A Study on Acetylglutamine Pharmacokinetics in Rat Blood and Brain Based on Liquid Chromatography-Tandem Mass Spectrometry and Microdialysis Technique

Shouchao Xu; Chang Li; Huifen Zhou; Li Yu; Ling Deng; Jiazhen Zhu; Haitong Wan; Yu He

doi:10.3389/fphar.2020.00508

A Study on Acetylglutamine Pharmacokinetics in Rat Blood and Brain Based on Liquid Chromatography-Tandem Mass Spectrometry and Microdialysis Technique

Front Pharmacol. 2020 Apr 30:11:508. doi: 10.3389/fphar.2020.00508. eCollection 2020.

Authors

Shouchao Xu¹, Chang Li², Huifen Zhou², Li Yu², Ling Deng¹, Jiazhen Zhu¹, Haitong Wan², Yu He¹

Affiliations

¹ College of Pharmaceutical Sciences, Zhejiang Chinese Medical University, Hangzhou, China.
² College of Life Science, Zhejiang Chinese Medical University, Hangzhou, China.

Abstract

Acetylglutamine (NAG) is the derivative of glutamine, which is the richest free amino acid in the human body. In this work, a novel reliable method of the combination of liquid chromatography-tandem mass spectrometry (LC-MS/MS) and microdialysis (MD) technique for the evaluation of NAG and its metabolites γ-aminobutyric acid (GABA) and glutamic acid (Glu) in rat blood and brain was proposed. A Zorbax SB-C₁₈ column (2.1 × 100 mm, 3.5 μM) was applied to separate the analytes. The mobile phase was acetonitrile-water (70:30, v/v) containing 5 mM ammonium acetate and the flow rate was 0.3 ml/min. Based on the multiple reaction monitoring (MRM) mode of positive ion, the precursors of product ions chosen for NAG, Glu, GABA, and N-carbamyl-L-glutamic (NCG, IS) were (m/z) 189.1→130.0, 148.0→84.1, 104→87.1, and 191.0→130.1, respectively. All the validation data, including precision, accuracy, inter-day repeatability, matrix effect, and stability, were within the acceptable ranges according to the reference of Bioanalytical Method Validation Guidance for Industry (2018). Rats with microdialysis probes inserted into jugular vein and hippocampus were administered the low (75 mg/kg, NAG-L), medium (150 mg/kg, NAG-M), and high (300 mg/kg, NAG-H) doses of NAG and 10 ml/kg Guhong injection (GHI) by tail vein, respectively. In the blood test, the C_max values of NAG-L group were markedly lower (P < 0.01) than those of NAG-M, NAG-H, and GHI groups, respectively. No differences were observed between NAG-M and GHI groups, while the C_max values in GHI group were significantly upgraded compared with NAG-H group. There were notable differences in the C_max values of NAG in brain dialysate after administration of NAG and GHI. The drug distribution coefficients of NAG, Glu, GABA in brain and blood at low, medium, high doses of NAG and GHI groups were 13.99, 27.43, 34.81, 31.37; 11.04, 59.07, 21.69, 2.69%; 212.88, 234.92, 157.59, and 102.65%, respectively. Our investigation demonstrates that NAG and its related metabolites in rat blood and brain can be simultaneously measured according to the above proposed method. Meanwhile, NAG has easy and dose-dependently access to the blood-brain barrier and exhibits a medium retention time in rat.

Keywords: acetylglutamine; blood-brain barrier; glutamic acid; liquid chromatography-tandem mass spectrometry; microdialysis; γ-aminobutyric acid.

▸ Exercise
List every validation parameter that the acetylglutamine abstract says fell within acceptable ranges.

▸ Excerpted records
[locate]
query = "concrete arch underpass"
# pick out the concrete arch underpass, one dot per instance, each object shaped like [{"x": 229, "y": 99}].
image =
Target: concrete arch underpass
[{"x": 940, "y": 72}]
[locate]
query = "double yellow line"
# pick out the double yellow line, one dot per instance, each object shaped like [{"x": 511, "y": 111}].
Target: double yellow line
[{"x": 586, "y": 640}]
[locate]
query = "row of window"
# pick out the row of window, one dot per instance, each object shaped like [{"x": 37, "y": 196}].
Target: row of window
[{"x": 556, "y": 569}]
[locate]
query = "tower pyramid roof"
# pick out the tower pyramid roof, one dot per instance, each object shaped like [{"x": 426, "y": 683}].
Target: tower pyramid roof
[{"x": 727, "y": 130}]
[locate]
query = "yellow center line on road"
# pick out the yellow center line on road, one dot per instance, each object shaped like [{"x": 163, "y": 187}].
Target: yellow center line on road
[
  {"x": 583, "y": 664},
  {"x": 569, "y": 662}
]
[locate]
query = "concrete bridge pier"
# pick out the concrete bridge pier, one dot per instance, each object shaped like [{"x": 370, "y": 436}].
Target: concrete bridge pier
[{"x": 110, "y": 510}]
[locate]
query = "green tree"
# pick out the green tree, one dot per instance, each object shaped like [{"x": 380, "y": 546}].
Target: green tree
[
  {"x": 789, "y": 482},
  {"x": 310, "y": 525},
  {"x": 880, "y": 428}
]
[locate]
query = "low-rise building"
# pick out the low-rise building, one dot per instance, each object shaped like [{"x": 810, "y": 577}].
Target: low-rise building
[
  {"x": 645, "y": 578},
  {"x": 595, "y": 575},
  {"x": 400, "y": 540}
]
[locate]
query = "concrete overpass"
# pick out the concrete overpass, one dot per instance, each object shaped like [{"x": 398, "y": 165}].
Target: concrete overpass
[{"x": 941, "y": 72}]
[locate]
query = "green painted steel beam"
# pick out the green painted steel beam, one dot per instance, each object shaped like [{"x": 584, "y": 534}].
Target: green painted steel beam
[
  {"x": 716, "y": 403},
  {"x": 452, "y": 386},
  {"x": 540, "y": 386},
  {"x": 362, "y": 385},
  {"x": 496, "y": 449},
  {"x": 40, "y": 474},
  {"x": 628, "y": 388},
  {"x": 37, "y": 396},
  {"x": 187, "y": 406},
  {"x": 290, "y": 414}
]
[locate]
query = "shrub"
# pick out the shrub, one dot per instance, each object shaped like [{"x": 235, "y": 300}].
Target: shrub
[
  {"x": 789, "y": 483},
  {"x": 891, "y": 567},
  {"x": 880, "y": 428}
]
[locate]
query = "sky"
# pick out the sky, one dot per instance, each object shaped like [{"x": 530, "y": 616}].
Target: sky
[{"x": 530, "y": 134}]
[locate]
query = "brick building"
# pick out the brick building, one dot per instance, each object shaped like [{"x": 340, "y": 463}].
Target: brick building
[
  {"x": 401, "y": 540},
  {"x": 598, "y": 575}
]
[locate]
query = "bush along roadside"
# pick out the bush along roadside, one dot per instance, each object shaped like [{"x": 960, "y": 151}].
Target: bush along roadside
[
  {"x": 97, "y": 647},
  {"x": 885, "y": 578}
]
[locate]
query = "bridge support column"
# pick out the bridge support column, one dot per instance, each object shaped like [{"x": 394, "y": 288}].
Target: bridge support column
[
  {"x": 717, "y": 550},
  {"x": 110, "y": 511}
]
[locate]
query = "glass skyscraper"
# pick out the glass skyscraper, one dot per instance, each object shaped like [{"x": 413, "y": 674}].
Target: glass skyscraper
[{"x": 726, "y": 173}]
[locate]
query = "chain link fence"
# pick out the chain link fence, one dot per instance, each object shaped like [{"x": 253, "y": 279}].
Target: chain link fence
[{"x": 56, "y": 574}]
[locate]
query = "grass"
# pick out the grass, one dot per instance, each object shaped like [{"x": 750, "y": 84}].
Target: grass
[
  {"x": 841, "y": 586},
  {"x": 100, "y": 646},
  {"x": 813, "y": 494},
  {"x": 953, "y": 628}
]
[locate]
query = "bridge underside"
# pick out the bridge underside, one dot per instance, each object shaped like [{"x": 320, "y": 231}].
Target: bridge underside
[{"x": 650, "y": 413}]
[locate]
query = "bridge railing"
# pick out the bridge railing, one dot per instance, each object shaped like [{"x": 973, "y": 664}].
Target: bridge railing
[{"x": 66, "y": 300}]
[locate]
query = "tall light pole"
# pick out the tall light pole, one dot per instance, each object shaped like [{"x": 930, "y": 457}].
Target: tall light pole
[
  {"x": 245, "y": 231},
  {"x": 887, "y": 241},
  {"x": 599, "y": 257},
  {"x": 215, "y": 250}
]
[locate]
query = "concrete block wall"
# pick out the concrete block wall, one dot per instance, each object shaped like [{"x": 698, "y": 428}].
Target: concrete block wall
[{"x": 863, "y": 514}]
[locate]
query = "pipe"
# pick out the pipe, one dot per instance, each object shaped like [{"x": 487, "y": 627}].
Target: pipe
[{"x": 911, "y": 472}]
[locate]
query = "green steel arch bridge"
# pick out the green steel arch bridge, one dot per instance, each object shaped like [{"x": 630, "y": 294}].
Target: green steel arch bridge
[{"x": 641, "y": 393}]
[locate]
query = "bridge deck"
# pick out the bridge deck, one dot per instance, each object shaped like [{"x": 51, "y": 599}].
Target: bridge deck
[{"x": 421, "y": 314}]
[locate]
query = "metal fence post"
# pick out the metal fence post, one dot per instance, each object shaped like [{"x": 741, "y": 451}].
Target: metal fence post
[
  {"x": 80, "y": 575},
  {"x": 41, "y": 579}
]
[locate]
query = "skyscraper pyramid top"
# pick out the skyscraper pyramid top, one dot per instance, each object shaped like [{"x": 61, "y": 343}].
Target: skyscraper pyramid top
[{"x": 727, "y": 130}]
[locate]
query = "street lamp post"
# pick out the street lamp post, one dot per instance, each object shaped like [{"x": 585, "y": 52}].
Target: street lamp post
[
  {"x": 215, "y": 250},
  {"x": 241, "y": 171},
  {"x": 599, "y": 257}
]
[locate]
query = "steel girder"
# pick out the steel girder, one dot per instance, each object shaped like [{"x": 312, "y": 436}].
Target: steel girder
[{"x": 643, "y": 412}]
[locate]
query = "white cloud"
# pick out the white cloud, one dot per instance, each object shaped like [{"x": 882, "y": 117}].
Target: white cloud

▸ Response to this exercise
precision, accuracy, inter-day repeatability, matrix effect, stability